*Task*
Could you write out the records below exactly as they appear, leaving out any pictures?

*Data provided*
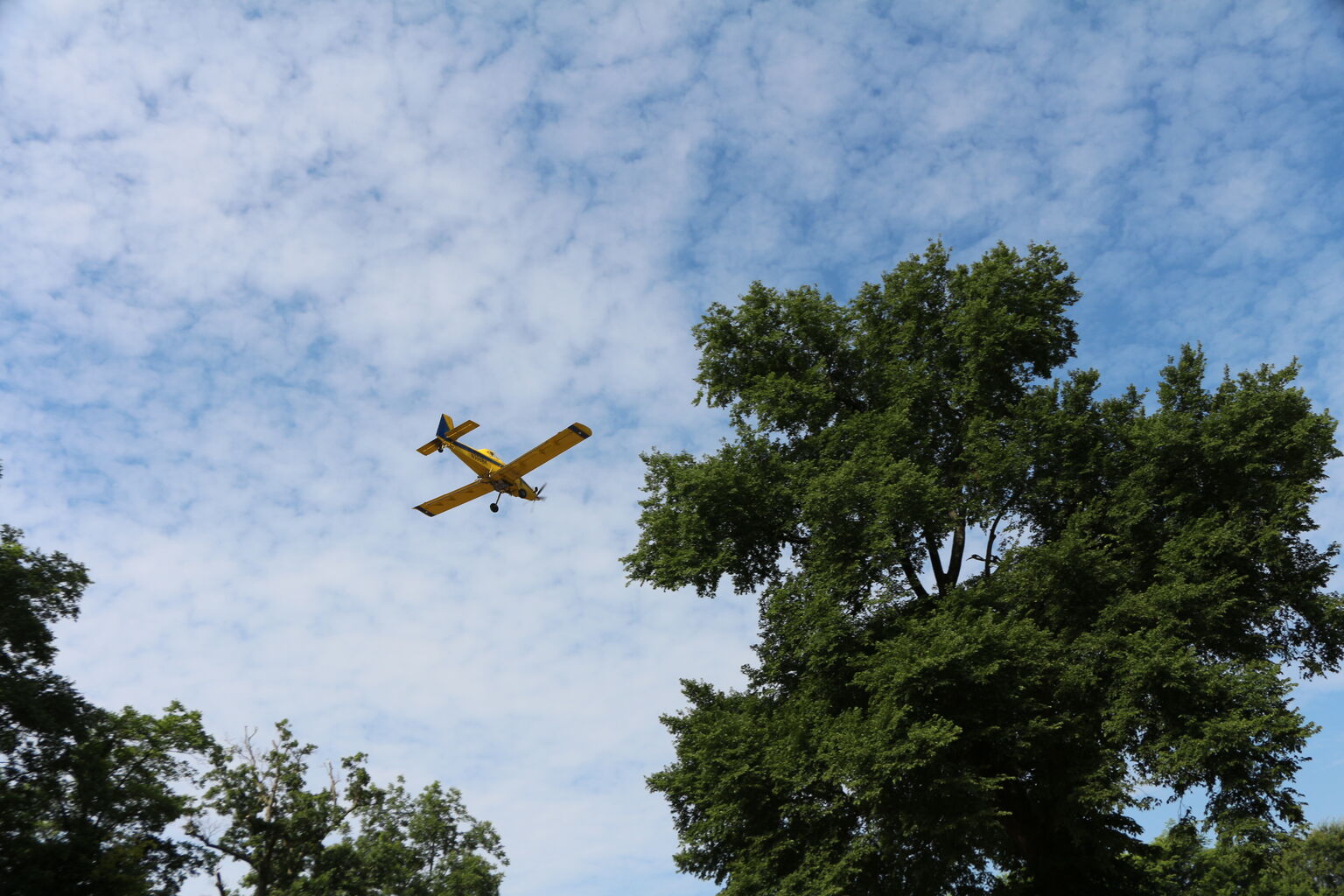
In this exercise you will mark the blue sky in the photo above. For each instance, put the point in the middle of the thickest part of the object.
(253, 250)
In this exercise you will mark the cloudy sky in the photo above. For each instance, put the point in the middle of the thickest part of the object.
(250, 251)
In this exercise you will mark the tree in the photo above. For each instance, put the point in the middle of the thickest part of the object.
(1183, 863)
(929, 720)
(344, 838)
(85, 794)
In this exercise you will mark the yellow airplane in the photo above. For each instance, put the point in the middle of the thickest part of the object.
(494, 474)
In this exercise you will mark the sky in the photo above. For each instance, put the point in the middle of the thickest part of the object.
(250, 251)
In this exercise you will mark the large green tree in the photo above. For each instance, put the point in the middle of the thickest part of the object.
(343, 837)
(87, 795)
(993, 606)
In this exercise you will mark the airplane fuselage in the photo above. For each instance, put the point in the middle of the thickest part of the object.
(486, 468)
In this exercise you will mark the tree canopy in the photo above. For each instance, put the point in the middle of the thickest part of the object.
(992, 605)
(87, 795)
(346, 837)
(90, 800)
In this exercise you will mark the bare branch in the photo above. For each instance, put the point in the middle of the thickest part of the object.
(909, 569)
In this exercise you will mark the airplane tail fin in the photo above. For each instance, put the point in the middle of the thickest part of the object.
(446, 433)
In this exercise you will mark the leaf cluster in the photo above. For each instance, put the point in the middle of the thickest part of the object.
(346, 837)
(914, 720)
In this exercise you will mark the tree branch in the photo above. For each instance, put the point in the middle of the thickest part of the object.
(990, 544)
(935, 562)
(958, 547)
(909, 569)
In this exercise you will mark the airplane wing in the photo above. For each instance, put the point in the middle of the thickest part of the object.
(454, 497)
(562, 441)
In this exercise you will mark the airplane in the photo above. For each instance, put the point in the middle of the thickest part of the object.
(494, 474)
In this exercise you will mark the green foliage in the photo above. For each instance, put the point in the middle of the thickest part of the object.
(1181, 863)
(344, 838)
(913, 720)
(85, 794)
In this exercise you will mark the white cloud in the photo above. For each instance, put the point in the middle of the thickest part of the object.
(252, 251)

*Result for this exercise*
In this exercise you will mark the blue sky in the photo above. For each instance, put the point in the middle of the thickest part of the object.
(253, 250)
In this exercise you will mark the cloudy sky in the photo above. For each instance, put the point in the middle of the thickest part of the object.
(250, 251)
In this exercise you will mark the tree in the photo above. For each instance, put the point in the middle of the thickest part of the object.
(1183, 863)
(929, 720)
(344, 838)
(85, 794)
In this exercise you will mark the yellow airplane in the photo above. For each instance, put the point in the middle of the thickest part of the object.
(494, 474)
In this exercise you will mark the sky in the photo above. For each instance, put the point in the middle of the thickest part of the object.
(250, 251)
In this exercise you will mark the large green tree in the photo above. For each instance, put the point in the middle of the thickest part of the object.
(343, 837)
(87, 795)
(993, 606)
In this exercise you will mark the airplane fuselage in the photo above. For each instance, put the point in the middle of the thickest part of the object.
(486, 468)
In this exercise you will mark the tree canopy in the photo above. For each instance, put the point in the middle of the thickest part of the object.
(992, 605)
(87, 795)
(346, 837)
(90, 800)
In this exercise you will mark the bare branch in the photo above. For each instance, put the point in the middle of the thickest part of the object.
(909, 569)
In this exercise you will mark the airplane tail fin in the photo above. For each instance, put the point in the middle of the thickest part of the object.
(446, 433)
In this exercise you will mark the leaf cluster in the photo above. For each instance, put the point in the middle of the thickest part of the object.
(346, 837)
(914, 720)
In this exercise you will mark the tree branch in the photo above. For each instance, put the point in the middle of the thickest part of the object.
(990, 544)
(935, 562)
(958, 547)
(909, 569)
In this exercise you will mark the airplane wing in the photo above. For each instance, put the point in the middle of the thickest part of the object.
(454, 497)
(562, 441)
In this exercise you will mark the airplane in the photo above. For each instance, put the point in the middle of the thickest part of the object.
(494, 474)
In this exercise you will mark the green foliage in the photo above. For each instance, put the point in the middle of the thickest part of the object.
(1181, 863)
(344, 838)
(913, 720)
(85, 794)
In this exercise you will mark the white cloud in the photo above. For each instance, put the point in the middle of the thickest part of the object.
(252, 251)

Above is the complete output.